#### 本文抜粋
★ ★ ★ ★ ★

重度精神疾患を持つ人々は病気にかかるリスクが一般的な人々より高いため、身体的健康を損ないやすい傾向があり、若くして亡くなることがよくある。例えば統合失調症では、平均余命が約10年短い。メンタルヘルスの問題を抱える人々は、心臓の問題(循環器疾患)、感染症(HIVとAIDSなど)、糖尿病、呼吸器疾患、がんの発症率が比較的高い。
身体的健康を向上させる方法について人々にアドバイスすることに問題が無いわけではない。提供されたアドバイスは効果がないと認識されることがしばしばあり、無視されてしまうためである。しかし、医療・保健の専門家のアドバイスは、人々の行動に良い影響を与える可能性があると示されている。アドバイスは多くの場合、人々がさらなる支援や治療を求める動機づけになる。健康に関するアドバイスは、重度精神疾患を持つ人々の生活の質と寿命を改善できるかもしれない。現在、重度精神疾患を持つ人々に対する一般的な身体的健康に関するアドバイスは重要視されており、より良いアドバイスと情報を提供する責任を、医療サービスに引き受けさせようとする圧力が高まっている。

★ ★ ★ ★ ★

#### データセット項目

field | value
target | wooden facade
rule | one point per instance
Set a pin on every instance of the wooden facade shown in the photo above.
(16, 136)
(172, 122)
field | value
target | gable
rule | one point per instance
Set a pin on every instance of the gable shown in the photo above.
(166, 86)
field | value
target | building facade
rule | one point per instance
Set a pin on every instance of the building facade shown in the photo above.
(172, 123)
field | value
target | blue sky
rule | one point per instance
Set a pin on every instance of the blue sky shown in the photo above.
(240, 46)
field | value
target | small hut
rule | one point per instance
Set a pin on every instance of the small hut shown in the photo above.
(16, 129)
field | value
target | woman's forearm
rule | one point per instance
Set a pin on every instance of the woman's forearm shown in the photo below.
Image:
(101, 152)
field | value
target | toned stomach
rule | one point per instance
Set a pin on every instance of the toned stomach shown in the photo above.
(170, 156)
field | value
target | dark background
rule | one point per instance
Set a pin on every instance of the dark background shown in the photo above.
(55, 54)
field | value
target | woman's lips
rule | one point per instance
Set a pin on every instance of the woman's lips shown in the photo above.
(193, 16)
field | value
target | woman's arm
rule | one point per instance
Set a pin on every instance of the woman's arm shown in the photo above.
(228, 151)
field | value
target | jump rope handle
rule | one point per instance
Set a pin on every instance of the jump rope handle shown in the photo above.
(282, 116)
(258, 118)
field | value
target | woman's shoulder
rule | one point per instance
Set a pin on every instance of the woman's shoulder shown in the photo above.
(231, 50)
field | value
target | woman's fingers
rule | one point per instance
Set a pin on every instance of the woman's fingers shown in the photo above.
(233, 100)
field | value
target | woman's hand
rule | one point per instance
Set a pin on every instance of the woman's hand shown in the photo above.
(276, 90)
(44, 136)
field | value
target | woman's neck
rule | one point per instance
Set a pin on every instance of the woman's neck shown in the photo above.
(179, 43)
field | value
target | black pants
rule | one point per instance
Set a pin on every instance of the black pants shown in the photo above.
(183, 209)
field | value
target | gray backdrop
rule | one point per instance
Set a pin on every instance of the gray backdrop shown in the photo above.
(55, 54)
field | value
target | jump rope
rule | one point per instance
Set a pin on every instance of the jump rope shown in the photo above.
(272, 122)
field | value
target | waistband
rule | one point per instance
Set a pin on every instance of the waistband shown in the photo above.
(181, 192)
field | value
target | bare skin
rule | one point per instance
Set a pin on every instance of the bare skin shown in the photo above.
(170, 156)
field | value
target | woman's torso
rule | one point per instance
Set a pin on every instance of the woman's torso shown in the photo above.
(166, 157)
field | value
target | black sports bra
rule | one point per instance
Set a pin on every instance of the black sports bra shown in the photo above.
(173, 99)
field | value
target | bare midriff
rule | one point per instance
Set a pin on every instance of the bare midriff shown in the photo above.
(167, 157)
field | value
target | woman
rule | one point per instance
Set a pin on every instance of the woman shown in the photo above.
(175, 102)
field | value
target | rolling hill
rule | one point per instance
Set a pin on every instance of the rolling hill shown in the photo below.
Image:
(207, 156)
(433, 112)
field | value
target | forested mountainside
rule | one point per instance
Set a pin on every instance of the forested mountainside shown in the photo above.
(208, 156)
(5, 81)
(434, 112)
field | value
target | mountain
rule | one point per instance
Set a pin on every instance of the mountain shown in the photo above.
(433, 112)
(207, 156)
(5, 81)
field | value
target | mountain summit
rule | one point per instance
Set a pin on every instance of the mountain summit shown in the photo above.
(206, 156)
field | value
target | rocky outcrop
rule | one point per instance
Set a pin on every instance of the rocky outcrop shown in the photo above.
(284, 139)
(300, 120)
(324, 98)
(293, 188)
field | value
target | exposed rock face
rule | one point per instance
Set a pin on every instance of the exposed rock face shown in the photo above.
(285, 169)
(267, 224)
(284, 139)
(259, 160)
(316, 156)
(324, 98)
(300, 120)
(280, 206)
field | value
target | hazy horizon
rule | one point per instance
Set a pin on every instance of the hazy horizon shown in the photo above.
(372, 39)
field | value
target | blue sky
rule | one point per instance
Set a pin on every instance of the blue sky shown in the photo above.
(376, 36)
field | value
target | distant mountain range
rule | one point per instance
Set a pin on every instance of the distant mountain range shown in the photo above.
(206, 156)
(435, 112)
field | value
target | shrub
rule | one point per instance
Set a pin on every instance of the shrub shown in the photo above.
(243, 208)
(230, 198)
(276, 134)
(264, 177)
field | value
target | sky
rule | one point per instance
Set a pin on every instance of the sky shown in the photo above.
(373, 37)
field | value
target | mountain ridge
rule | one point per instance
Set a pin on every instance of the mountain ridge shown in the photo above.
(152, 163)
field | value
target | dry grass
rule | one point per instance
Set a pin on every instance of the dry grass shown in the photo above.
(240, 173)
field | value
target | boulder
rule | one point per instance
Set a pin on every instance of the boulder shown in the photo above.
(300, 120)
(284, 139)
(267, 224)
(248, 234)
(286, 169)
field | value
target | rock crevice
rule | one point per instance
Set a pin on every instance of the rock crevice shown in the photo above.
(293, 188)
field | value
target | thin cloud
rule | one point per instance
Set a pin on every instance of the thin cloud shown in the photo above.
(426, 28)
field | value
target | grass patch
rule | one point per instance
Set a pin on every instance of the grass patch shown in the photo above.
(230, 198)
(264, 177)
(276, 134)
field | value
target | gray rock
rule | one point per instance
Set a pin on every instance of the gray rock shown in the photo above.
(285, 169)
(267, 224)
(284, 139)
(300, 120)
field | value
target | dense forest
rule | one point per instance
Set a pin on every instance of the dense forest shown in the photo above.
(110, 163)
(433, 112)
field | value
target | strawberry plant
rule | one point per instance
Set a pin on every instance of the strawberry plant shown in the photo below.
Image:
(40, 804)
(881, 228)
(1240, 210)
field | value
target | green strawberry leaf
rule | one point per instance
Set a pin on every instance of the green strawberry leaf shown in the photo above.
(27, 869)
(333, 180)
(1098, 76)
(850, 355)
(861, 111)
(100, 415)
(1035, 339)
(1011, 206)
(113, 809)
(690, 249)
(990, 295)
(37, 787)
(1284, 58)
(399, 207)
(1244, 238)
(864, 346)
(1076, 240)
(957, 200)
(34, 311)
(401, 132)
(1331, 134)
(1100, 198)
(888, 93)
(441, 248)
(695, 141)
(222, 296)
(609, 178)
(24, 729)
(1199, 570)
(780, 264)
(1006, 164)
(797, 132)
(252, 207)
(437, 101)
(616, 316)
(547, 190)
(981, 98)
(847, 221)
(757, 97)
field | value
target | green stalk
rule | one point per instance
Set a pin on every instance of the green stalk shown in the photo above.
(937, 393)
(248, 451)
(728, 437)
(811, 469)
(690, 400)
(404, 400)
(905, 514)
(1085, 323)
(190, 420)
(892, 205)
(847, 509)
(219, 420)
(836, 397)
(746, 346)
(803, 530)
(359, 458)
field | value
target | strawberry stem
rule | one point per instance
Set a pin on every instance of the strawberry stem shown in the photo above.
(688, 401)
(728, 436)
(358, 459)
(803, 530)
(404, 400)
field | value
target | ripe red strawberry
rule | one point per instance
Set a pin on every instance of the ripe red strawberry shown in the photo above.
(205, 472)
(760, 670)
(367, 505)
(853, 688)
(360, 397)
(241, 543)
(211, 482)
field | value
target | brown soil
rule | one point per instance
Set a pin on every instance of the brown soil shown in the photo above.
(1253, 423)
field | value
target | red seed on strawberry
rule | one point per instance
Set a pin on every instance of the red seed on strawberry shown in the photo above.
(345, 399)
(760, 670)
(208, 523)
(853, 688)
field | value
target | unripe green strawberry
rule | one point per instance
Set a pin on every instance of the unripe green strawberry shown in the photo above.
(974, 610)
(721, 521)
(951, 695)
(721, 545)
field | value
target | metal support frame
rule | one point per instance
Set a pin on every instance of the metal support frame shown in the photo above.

★ ★ ★ ★ ★

#### 作業指示
a) 重度精神疾患と身体的健康に関する本文で、メンタルヘルスの問題を抱える人々の発症率が比較的高いとされる疾患をすべて挙げてください。
b) 重度精神疾患と身体的健康に関する本文をもとに、次の問いに答えてください。
(i) 統合失調症では平均余命がどれくらい短いか。
(ii) 提供されたアドバイスが無視されてしまうのはなぜか。
(iii) 医療サービスに何を引き受けさせようとする圧力が高まっているか。
c) 重度精神疾患と身体的健康に関する本文の最後の文に続けて、その先を書き進めてください。

#### タスク別出力
a)
- 心臓の問題(循環器疾患)
- 感染症(HIVとAIDSなど)
- 糖尿病
- 呼吸器疾患
- がん

b)
(i) 約10年
(ii) 効果がないと認識されることがしばしばあるため
(iii) より良いアドバイスと情報を提供する責任

c)
このレビューは、身体的健康に関する一般的なアドバイスについての研究に特に注目しており、より目的を絞った介入は除外している。
2012年に実施された電子検索に基づき、現在このレビューは合計で1113人の重度精神疾患を持つ人をランダム割り付けした7件の研究を組み入れている。6件の研究は一般的な身体的健康のアドバイスと標準的ケアを比較しており、1件は健康的な生活についてのアドバイスとスケッチや陶芸などの芸術的技法を比較していた。情報は限られていて、質は低いか非常に低く、参加者数が少なく、結果は不明確なものだった。
身体的健康管理のアドバイスを行うと、精神健康に関連した生活の質を改善できるが、身体健康に関連した生活の質は改善できないという限られたエビデンスがあった。身体的な健康管理のアドバイスが、身体的な健康管理行動や不健康になるリスクに対し、強い影響を与えると示す結果を報告した研究は無かった。この領域のさらなる研究が必要である。有害作用のアウトカムでは唯一、死亡について報告されたが、治療群間で差は無かった。
資金提供者や政策立案者は、重度精神疾患を持つ人々に対して身体的健康のアドバイスが何らかの利益をもたらす可能性があることを認識すべきである。アドバイスの提供を含む予防的な医療サービスに対する需要は増加しており、またそれによって医療サービスの費用を削減できるかもしれない。
この平易な要約はRETHINKのサービス利用者、Ben Grayによるものである。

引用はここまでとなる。